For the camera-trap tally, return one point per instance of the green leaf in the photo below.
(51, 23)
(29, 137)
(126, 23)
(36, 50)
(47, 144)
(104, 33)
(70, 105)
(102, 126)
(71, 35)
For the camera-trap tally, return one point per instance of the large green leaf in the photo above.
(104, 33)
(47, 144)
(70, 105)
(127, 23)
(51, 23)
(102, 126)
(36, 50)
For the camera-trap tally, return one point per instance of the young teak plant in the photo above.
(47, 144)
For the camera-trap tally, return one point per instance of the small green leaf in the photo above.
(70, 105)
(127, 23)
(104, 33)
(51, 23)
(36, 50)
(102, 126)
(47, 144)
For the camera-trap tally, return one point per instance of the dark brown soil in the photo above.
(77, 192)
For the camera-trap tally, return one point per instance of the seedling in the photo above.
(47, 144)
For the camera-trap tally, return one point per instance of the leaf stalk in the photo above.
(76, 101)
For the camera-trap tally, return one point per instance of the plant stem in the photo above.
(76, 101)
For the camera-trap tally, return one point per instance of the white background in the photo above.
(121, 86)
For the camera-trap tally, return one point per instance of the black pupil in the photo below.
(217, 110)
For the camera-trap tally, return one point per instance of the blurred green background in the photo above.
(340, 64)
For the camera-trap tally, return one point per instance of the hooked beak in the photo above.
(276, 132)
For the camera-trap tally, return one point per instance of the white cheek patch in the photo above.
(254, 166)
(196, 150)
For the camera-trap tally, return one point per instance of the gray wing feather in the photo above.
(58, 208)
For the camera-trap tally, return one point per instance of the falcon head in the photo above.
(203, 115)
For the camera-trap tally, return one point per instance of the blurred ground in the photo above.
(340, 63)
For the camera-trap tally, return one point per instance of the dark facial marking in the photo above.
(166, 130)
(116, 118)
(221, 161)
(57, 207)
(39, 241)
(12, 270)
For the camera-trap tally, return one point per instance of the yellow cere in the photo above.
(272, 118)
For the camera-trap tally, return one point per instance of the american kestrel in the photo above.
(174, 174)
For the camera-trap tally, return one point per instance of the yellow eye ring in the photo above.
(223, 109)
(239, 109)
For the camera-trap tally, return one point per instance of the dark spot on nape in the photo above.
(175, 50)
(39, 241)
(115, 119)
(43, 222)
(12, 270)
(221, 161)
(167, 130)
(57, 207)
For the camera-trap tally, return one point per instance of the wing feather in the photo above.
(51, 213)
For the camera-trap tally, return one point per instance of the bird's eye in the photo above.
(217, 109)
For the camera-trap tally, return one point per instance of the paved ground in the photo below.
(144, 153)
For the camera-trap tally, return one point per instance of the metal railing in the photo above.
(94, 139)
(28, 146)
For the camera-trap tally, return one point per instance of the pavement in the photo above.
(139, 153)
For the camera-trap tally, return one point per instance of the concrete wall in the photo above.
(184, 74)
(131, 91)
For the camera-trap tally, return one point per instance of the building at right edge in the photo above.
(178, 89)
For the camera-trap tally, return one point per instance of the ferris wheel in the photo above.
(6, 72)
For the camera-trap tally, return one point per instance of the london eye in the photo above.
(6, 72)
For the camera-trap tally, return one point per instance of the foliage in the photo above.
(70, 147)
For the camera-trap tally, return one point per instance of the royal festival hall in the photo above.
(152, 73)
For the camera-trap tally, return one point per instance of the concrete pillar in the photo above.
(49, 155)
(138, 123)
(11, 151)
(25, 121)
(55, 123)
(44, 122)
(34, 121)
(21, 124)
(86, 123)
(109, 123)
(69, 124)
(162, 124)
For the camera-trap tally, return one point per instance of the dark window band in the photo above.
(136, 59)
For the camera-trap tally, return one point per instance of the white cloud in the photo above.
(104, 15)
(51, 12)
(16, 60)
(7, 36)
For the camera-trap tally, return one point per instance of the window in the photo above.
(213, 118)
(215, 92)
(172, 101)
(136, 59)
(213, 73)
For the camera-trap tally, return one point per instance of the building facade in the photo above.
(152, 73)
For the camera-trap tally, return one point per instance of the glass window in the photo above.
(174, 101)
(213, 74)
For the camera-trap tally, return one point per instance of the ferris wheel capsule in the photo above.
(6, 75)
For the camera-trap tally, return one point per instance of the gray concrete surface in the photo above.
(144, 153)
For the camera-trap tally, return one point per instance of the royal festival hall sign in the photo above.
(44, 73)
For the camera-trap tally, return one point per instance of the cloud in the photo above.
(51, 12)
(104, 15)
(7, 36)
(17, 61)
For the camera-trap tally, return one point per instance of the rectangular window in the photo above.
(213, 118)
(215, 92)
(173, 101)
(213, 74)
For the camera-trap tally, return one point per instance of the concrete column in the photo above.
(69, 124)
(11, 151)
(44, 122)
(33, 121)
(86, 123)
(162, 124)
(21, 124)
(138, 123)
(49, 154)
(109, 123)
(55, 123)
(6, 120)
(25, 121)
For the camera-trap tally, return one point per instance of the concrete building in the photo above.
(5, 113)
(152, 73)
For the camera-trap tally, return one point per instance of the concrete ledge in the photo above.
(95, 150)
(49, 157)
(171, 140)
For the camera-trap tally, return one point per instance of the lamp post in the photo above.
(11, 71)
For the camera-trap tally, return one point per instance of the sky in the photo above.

* * *

» **EXERCISE GOAL**
Set the entries down again precisely as they were given.

» **WORKED SOLUTION**
For the camera-trap tally, return one point per instance of the green leaf in the photo below.
(51, 23)
(29, 137)
(126, 23)
(36, 50)
(47, 144)
(104, 33)
(70, 105)
(102, 126)
(71, 35)
For the camera-trap tally, return one point per instance of the large green leaf in the photo above.
(104, 33)
(47, 144)
(70, 105)
(127, 23)
(51, 23)
(102, 126)
(36, 50)
For the camera-trap tally, return one point per instance of the young teak plant in the photo above.
(47, 144)
For the camera-trap tally, return one point per instance of the small green leaf in the photo above.
(70, 105)
(127, 23)
(104, 33)
(51, 23)
(36, 50)
(102, 126)
(47, 144)
For the camera-trap tally, return one point per instance of the dark brown soil in the photo above.
(77, 192)
For the camera-trap tally, return one point per instance of the seedling in the photo above.
(47, 144)
For the camera-trap tally, return one point per instance of the leaf stalk in the photo above.
(76, 101)
For the camera-trap tally, return one point per instance of the plant stem in the photo above.
(76, 101)
For the camera-trap tally, return one point per instance of the white background in the photo above.
(121, 86)
For the camera-trap tally, return one point per instance of the black pupil in the photo below.
(217, 110)
For the camera-trap tally, return one point per instance of the blurred green background in the photo above.
(340, 64)
For the camera-trap tally, return one point per instance of the hooked beak in the photo above.
(276, 132)
For the camera-trap tally, return one point per instance of the white cheek patch in the photo above.
(254, 166)
(196, 150)
For the camera-trap tally, return one point per instance of the gray wing feather in the photo above.
(58, 208)
For the camera-trap tally, return one point per instance of the falcon head in the photo above.
(203, 115)
For the camera-trap tally, return one point per instance of the blurred ground in the photo above.
(340, 63)
For the camera-trap tally, return one point per instance of the dark facial marking in the photo above.
(166, 130)
(116, 118)
(221, 161)
(57, 207)
(39, 241)
(12, 270)
For the camera-trap tally, return one point per instance of the yellow cere in the photo above.
(272, 118)
For the camera-trap tally, return one point per instance of the american kestrel in the photo above.
(174, 174)
For the camera-trap tally, return one point per instance of the yellow eye ring in the photo above.
(223, 109)
(239, 109)
For the camera-trap tally, return one point per instance of the dark spot on nape in the photo above.
(175, 50)
(39, 241)
(115, 119)
(43, 222)
(12, 270)
(221, 161)
(167, 130)
(57, 207)
For the camera-trap tally, return one point per instance of the wing feather in the photo above.
(51, 213)
For the camera-trap tally, return one point per instance of the bird's eye in the photo above.
(217, 109)
For the camera-trap tally, return one point per instance of the paved ground in the photo below.
(144, 153)
For the camera-trap tally, return one point per instance of the metal railing in the photo above.
(94, 139)
(28, 146)
For the camera-trap tally, return one point per instance of the pavement in the photo above.
(139, 153)
For the camera-trap tally, return one point per instance of the concrete wall in the photo above.
(184, 74)
(131, 91)
For the camera-trap tally, return one point per instance of the building at right edge in the photo above.
(178, 89)
For the camera-trap tally, return one point per instance of the ferris wheel in the photo above.
(6, 72)
For the camera-trap tally, return one point per instance of the london eye in the photo above.
(6, 72)
For the camera-trap tally, return one point per instance of the foliage in the photo above.
(70, 147)
For the camera-trap tally, return one point per instance of the royal festival hall in the photo above.
(152, 73)
For the camera-trap tally, return one point per instance of the concrete pillar in the photo above.
(49, 155)
(138, 123)
(11, 151)
(25, 121)
(55, 123)
(44, 122)
(34, 121)
(21, 124)
(86, 123)
(109, 123)
(69, 124)
(162, 124)
For the camera-trap tally, return one point per instance of the dark window band in the photo above.
(136, 59)
For the camera-trap tally, return one point per instance of the white cloud in the photo above.
(104, 15)
(51, 12)
(16, 60)
(7, 36)
For the camera-trap tally, return one point per instance of the window in the photo above.
(213, 118)
(215, 92)
(172, 101)
(136, 59)
(213, 73)
For the camera-trap tally, return one point per instance of the building facade in the photo above.
(152, 73)
For the camera-trap tally, return one point per instance of the glass window in the photo above.
(174, 101)
(213, 74)
For the camera-trap tally, return one point per instance of the ferris wheel capsule in the photo above.
(6, 75)
For the camera-trap tally, return one point per instance of the gray concrete surface in the photo above.
(144, 153)
For the camera-trap tally, return one point per instance of the royal festival hall sign in the photo above.
(44, 73)
For the camera-trap tally, return one point per instance of the cloud in the photo above.
(51, 12)
(104, 15)
(7, 36)
(17, 61)
For the camera-trap tally, return one point per instance of the rectangular window in the photo above.
(213, 118)
(215, 92)
(173, 101)
(213, 74)
For the camera-trap tally, return one point per instance of the concrete column in the photo above.
(69, 124)
(11, 151)
(44, 122)
(33, 121)
(86, 123)
(162, 124)
(21, 124)
(138, 123)
(49, 154)
(109, 123)
(55, 123)
(6, 120)
(25, 121)
For the camera-trap tally, return one point per instance of the concrete building in the photo above.
(5, 113)
(152, 73)
For the camera-trap tally, return one point per instance of the concrete ledge in the photo above.
(95, 150)
(49, 157)
(171, 140)
For the camera-trap tally, return one point per instance of the lamp post in the photo above.
(11, 71)
For the camera-trap tally, return one point per instance of the sky in the photo above.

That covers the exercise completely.